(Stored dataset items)
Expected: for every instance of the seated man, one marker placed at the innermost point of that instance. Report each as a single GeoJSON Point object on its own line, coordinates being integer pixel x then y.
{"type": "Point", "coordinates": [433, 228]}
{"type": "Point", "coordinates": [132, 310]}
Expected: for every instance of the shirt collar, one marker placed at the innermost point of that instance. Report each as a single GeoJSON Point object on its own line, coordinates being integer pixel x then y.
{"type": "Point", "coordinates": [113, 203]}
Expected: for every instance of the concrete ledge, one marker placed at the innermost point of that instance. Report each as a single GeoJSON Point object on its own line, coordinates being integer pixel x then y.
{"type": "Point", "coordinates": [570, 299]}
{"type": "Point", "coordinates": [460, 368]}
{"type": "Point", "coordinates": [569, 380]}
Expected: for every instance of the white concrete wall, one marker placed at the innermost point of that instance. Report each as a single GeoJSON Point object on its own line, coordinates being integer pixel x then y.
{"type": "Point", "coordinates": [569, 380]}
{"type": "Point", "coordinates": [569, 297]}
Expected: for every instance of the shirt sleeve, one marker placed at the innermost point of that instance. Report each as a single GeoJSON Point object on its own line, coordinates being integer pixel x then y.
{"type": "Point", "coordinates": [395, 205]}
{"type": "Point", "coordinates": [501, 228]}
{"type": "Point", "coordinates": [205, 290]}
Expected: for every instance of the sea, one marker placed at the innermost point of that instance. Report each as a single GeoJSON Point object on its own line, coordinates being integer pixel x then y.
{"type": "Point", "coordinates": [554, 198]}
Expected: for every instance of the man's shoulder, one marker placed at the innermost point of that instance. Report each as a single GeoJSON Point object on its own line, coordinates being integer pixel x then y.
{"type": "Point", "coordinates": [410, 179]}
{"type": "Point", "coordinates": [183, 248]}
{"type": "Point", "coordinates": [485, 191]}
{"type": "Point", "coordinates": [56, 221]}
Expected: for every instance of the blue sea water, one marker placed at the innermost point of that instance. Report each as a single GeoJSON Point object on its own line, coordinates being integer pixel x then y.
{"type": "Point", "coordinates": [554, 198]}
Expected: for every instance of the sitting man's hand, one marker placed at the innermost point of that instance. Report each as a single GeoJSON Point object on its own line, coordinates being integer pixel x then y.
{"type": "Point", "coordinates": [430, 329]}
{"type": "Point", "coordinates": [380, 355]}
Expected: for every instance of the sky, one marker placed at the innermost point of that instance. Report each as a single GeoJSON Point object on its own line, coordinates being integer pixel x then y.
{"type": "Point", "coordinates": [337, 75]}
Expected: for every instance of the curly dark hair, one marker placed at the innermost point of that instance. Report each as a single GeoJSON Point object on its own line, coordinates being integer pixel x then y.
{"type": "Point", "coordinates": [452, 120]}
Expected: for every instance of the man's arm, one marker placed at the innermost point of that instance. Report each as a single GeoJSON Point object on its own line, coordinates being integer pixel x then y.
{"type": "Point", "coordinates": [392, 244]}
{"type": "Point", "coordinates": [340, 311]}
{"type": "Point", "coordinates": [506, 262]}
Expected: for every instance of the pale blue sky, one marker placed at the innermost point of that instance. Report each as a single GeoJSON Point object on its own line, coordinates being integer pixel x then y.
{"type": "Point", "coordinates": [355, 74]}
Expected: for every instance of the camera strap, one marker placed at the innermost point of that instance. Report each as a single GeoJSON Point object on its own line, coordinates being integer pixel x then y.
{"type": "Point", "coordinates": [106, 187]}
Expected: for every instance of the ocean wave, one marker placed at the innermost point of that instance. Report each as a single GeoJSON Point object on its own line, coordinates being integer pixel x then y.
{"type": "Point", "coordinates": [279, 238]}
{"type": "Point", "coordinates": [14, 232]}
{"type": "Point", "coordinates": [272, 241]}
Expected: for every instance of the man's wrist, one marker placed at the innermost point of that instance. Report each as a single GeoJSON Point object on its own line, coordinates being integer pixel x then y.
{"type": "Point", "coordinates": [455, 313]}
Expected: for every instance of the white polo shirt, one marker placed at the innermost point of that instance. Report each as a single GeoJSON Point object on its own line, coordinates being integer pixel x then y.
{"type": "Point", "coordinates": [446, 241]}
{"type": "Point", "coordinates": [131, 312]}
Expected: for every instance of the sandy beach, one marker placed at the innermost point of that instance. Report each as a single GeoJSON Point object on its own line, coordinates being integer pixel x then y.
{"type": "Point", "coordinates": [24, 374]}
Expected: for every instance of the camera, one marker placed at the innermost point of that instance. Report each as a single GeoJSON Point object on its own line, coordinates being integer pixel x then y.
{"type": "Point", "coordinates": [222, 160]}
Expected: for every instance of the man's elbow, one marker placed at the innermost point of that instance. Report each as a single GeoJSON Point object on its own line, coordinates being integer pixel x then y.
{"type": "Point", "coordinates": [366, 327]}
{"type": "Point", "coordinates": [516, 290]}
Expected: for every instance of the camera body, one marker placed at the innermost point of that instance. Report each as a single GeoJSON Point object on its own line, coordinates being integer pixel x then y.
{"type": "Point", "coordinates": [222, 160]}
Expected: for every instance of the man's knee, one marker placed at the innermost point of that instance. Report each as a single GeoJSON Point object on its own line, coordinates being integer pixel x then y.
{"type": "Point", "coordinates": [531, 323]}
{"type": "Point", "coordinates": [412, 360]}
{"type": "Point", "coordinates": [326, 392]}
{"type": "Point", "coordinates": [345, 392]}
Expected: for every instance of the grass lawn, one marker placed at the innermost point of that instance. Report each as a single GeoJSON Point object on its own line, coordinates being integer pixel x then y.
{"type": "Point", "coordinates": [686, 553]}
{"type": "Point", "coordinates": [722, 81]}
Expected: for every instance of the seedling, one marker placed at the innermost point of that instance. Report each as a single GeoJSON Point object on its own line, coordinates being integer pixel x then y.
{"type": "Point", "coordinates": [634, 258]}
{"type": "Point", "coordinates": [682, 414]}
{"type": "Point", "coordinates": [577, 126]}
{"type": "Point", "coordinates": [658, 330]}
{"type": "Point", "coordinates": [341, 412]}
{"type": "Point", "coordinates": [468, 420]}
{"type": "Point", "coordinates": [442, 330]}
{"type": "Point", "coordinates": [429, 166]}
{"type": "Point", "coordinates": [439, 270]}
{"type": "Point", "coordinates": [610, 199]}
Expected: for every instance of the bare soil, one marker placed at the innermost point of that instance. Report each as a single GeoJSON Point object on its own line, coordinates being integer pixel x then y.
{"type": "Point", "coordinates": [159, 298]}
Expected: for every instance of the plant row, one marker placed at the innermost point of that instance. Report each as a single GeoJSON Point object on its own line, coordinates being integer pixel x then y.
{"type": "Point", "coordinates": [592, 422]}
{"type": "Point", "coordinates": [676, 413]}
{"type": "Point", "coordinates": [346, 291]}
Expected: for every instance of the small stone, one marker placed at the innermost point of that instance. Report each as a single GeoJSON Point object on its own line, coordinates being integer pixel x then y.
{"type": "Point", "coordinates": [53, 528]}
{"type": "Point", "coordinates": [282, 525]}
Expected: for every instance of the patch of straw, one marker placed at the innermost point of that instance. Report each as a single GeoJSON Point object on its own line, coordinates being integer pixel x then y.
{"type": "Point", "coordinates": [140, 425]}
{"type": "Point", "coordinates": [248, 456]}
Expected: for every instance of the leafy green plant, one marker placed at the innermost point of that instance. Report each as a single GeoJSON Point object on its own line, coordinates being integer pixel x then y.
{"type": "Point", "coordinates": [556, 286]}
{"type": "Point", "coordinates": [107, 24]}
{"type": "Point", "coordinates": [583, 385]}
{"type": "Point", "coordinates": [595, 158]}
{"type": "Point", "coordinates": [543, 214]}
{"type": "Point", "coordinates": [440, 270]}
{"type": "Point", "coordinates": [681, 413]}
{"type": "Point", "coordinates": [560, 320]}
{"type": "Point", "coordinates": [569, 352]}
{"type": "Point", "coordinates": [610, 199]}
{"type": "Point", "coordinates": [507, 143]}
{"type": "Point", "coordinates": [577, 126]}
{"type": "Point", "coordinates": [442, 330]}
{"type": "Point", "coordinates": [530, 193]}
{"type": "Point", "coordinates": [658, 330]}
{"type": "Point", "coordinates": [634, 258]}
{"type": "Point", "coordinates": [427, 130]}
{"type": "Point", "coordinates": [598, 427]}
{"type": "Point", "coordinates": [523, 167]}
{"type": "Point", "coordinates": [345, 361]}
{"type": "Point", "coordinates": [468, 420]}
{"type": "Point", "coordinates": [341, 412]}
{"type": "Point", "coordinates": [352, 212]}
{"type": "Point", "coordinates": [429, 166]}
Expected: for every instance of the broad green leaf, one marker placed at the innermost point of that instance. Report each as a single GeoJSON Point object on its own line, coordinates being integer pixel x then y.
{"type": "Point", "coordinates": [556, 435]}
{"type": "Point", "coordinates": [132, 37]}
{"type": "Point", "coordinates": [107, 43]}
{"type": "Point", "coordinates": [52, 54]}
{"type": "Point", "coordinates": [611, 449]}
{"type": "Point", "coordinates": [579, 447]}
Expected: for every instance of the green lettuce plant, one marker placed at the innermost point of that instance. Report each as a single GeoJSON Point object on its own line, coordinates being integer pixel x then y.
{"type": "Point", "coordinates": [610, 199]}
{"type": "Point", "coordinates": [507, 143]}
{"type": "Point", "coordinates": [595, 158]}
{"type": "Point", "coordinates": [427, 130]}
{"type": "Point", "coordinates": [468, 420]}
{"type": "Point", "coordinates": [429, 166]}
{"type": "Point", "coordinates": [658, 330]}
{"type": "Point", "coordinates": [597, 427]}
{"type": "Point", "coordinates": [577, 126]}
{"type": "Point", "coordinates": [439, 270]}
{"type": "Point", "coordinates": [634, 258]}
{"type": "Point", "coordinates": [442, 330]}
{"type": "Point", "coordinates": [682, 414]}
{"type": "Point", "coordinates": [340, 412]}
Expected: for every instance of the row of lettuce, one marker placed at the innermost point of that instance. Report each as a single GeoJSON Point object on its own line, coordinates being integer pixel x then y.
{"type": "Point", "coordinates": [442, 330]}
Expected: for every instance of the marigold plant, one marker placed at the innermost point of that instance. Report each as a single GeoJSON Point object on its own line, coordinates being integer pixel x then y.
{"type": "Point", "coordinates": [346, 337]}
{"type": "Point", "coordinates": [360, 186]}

What is needed » The lines to reproduce run from the one that contains "Expected: for every instance of the green" through the last line above; copy them exactly.

Finished exercise »
Expected: for every instance of the green lettuce plant, one marker placed at the innermost point of that instance. Report each as a single GeoJSON Point object on its own line, coordinates being integer pixel x then y.
{"type": "Point", "coordinates": [610, 199]}
{"type": "Point", "coordinates": [507, 143]}
{"type": "Point", "coordinates": [595, 158]}
{"type": "Point", "coordinates": [427, 130]}
{"type": "Point", "coordinates": [468, 420]}
{"type": "Point", "coordinates": [429, 166]}
{"type": "Point", "coordinates": [658, 330]}
{"type": "Point", "coordinates": [597, 427]}
{"type": "Point", "coordinates": [577, 126]}
{"type": "Point", "coordinates": [439, 270]}
{"type": "Point", "coordinates": [634, 258]}
{"type": "Point", "coordinates": [442, 330]}
{"type": "Point", "coordinates": [682, 414]}
{"type": "Point", "coordinates": [340, 412]}
Expected: for every instance of the row of lettuce, one marker placed at the innermost point of that instance. Report each as a single GeoJSON Point object on its own line, coordinates being integer pixel x then y.
{"type": "Point", "coordinates": [442, 330]}
Expected: for every instance of the marigold plant, one marker placed at the innermost point of that instance. Report each as a single GeoJSON Point object on its own line, coordinates being integer pixel x then y.
{"type": "Point", "coordinates": [346, 337]}
{"type": "Point", "coordinates": [360, 186]}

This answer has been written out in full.